**MATERIALS PROVIDED:**
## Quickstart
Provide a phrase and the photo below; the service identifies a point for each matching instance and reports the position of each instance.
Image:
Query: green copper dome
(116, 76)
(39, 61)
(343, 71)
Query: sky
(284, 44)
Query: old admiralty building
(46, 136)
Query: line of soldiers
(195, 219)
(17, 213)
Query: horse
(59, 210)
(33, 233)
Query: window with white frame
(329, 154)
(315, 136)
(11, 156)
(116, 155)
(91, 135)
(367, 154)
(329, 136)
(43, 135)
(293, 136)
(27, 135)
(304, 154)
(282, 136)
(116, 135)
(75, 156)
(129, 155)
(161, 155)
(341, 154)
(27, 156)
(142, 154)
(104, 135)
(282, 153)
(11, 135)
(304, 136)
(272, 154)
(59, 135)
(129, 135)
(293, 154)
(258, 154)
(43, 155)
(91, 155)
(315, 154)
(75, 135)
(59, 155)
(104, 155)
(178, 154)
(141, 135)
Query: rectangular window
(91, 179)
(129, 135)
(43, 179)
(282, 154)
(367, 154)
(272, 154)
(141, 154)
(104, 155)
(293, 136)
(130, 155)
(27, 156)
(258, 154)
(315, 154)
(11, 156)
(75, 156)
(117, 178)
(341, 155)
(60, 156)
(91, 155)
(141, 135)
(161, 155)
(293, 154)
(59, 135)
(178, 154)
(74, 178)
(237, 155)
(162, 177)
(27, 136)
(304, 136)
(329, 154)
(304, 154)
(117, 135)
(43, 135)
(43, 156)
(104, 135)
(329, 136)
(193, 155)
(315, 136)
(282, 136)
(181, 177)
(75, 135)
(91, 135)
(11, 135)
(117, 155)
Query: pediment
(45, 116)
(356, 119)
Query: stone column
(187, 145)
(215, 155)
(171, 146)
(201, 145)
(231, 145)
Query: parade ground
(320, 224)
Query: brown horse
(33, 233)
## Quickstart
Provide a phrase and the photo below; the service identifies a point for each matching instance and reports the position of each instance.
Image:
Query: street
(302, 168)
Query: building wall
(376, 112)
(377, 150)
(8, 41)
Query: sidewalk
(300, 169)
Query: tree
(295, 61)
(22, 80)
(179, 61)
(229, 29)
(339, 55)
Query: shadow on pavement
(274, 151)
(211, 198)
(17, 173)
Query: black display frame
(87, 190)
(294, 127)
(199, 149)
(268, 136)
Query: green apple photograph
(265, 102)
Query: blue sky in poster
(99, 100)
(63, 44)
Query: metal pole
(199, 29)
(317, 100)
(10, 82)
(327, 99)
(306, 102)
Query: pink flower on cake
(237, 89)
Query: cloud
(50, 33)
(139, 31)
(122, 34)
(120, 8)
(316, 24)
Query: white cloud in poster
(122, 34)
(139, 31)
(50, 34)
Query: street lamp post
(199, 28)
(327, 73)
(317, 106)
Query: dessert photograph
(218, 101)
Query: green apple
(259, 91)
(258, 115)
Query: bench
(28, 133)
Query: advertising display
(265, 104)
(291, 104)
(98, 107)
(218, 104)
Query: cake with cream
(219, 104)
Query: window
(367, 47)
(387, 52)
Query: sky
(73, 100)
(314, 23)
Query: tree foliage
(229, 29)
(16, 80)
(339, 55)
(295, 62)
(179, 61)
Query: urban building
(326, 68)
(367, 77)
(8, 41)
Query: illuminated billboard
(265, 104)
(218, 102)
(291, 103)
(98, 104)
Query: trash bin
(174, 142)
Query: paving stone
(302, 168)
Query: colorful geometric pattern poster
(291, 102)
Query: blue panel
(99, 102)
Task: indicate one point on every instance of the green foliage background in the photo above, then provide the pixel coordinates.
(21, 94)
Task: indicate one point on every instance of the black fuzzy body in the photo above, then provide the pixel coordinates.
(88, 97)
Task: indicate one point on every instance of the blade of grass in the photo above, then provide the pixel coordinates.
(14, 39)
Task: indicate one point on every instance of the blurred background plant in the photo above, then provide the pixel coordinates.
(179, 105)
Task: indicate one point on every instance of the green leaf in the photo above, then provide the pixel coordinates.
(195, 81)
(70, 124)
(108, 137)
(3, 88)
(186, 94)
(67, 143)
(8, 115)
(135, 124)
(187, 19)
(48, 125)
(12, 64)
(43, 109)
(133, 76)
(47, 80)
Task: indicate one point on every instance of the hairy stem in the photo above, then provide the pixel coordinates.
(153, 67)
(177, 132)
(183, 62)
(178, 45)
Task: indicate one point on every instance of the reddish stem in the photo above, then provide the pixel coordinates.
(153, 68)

**TRY IT:**
Copy out the records once more, with nothing altered.

**TASK RESPONSE:**
## Quickstart
Provide a phrase and the photo below; the service identifies a point for each matching instance and reports the position of each instance.
Image:
Query: green copper dome
(116, 76)
(39, 61)
(343, 71)
Query: sky
(284, 44)
Query: old admiralty building
(46, 136)
Query: line of soldiers
(195, 219)
(17, 213)
Query: horse
(59, 210)
(33, 233)
Query: window with white frame
(329, 154)
(315, 136)
(11, 156)
(116, 155)
(91, 135)
(367, 154)
(329, 136)
(43, 135)
(293, 136)
(27, 135)
(304, 154)
(282, 136)
(116, 135)
(75, 156)
(129, 155)
(161, 155)
(341, 154)
(27, 156)
(142, 154)
(104, 135)
(282, 153)
(11, 135)
(304, 136)
(272, 154)
(59, 135)
(129, 135)
(293, 154)
(258, 154)
(43, 155)
(91, 155)
(315, 154)
(75, 135)
(59, 155)
(104, 155)
(178, 154)
(141, 135)
Query: rectangular window
(91, 179)
(129, 135)
(43, 179)
(282, 154)
(367, 154)
(272, 154)
(141, 154)
(104, 155)
(293, 136)
(130, 155)
(27, 156)
(258, 154)
(315, 154)
(11, 156)
(75, 156)
(117, 178)
(341, 155)
(60, 156)
(91, 155)
(141, 135)
(161, 155)
(293, 154)
(59, 135)
(178, 154)
(74, 178)
(237, 155)
(162, 177)
(27, 136)
(304, 136)
(329, 154)
(304, 154)
(117, 135)
(43, 135)
(43, 156)
(104, 135)
(329, 136)
(193, 155)
(315, 136)
(282, 136)
(181, 177)
(75, 135)
(91, 135)
(11, 135)
(117, 155)
Query: pediment
(45, 116)
(356, 119)
Query: stone column
(187, 145)
(215, 155)
(171, 146)
(201, 145)
(231, 145)
Query: parade ground
(320, 224)
Query: brown horse
(33, 233)
## Quickstart
Provide a phrase and the photo below; the service identifies a point for each matching instance and reports the position of each instance.
Image:
Query: street
(302, 168)
Query: building wall
(376, 112)
(377, 150)
(8, 41)
Query: sidewalk
(300, 169)
Query: tree
(295, 61)
(22, 80)
(179, 61)
(229, 29)
(339, 55)
Query: shadow on pavement
(274, 151)
(211, 198)
(17, 173)
Query: black display frame
(87, 190)
(294, 127)
(199, 149)
(268, 136)
Query: green apple photograph
(265, 102)
Query: blue sky in poster
(99, 100)
(63, 44)
Query: metal pole
(199, 29)
(317, 100)
(10, 82)
(327, 99)
(306, 102)
Query: pink flower on cake
(237, 89)
Query: cloud
(50, 33)
(139, 31)
(122, 34)
(120, 8)
(316, 24)
Query: white cloud in poster
(122, 34)
(139, 31)
(50, 34)
Query: street lamp post
(199, 28)
(327, 73)
(317, 106)
Query: dessert photograph
(218, 101)
Query: green apple
(259, 91)
(258, 115)
Query: bench
(28, 133)
Query: advertising display
(265, 104)
(291, 104)
(98, 107)
(218, 104)
Query: cake with cream
(219, 104)
Query: window
(367, 47)
(387, 52)
Query: sky
(73, 100)
(314, 23)
Query: tree foliage
(229, 29)
(16, 80)
(339, 55)
(295, 62)
(179, 61)
Query: urban building
(326, 68)
(367, 77)
(8, 41)
Query: illuminated billboard
(265, 104)
(218, 102)
(291, 103)
(98, 104)
Query: trash bin
(174, 142)
Query: paving stone
(302, 168)
Query: colorful geometric pattern poster
(291, 102)
Query: blue panel
(99, 102)
Task: indicate one point on every instance of the green foliage background in the photo above, then provide the pixel coordinates.
(21, 94)
Task: indicate one point on every instance of the black fuzzy body in the photo above, then provide the pixel coordinates.
(88, 97)
Task: indicate one point on every instance of the blade of grass in the photo above, then provide the pixel coordinates.
(14, 39)
Task: indicate one point on every instance of the blurred background plant in the photo above, then provide the pixel coordinates.
(179, 105)
Task: indicate one point on every instance of the green leaf in the photo above, then provide the pixel coordinates.
(195, 81)
(70, 124)
(108, 137)
(3, 88)
(186, 94)
(67, 143)
(8, 115)
(135, 124)
(187, 19)
(48, 125)
(12, 64)
(43, 109)
(133, 76)
(47, 80)
Task: indicate one point on every instance of the hairy stem in the photo above, then provide the pixel coordinates.
(153, 67)
(177, 132)
(183, 62)
(178, 45)
Task: indicate one point on every instance of the reddish stem in the photo above, then provide the pixel coordinates.
(153, 68)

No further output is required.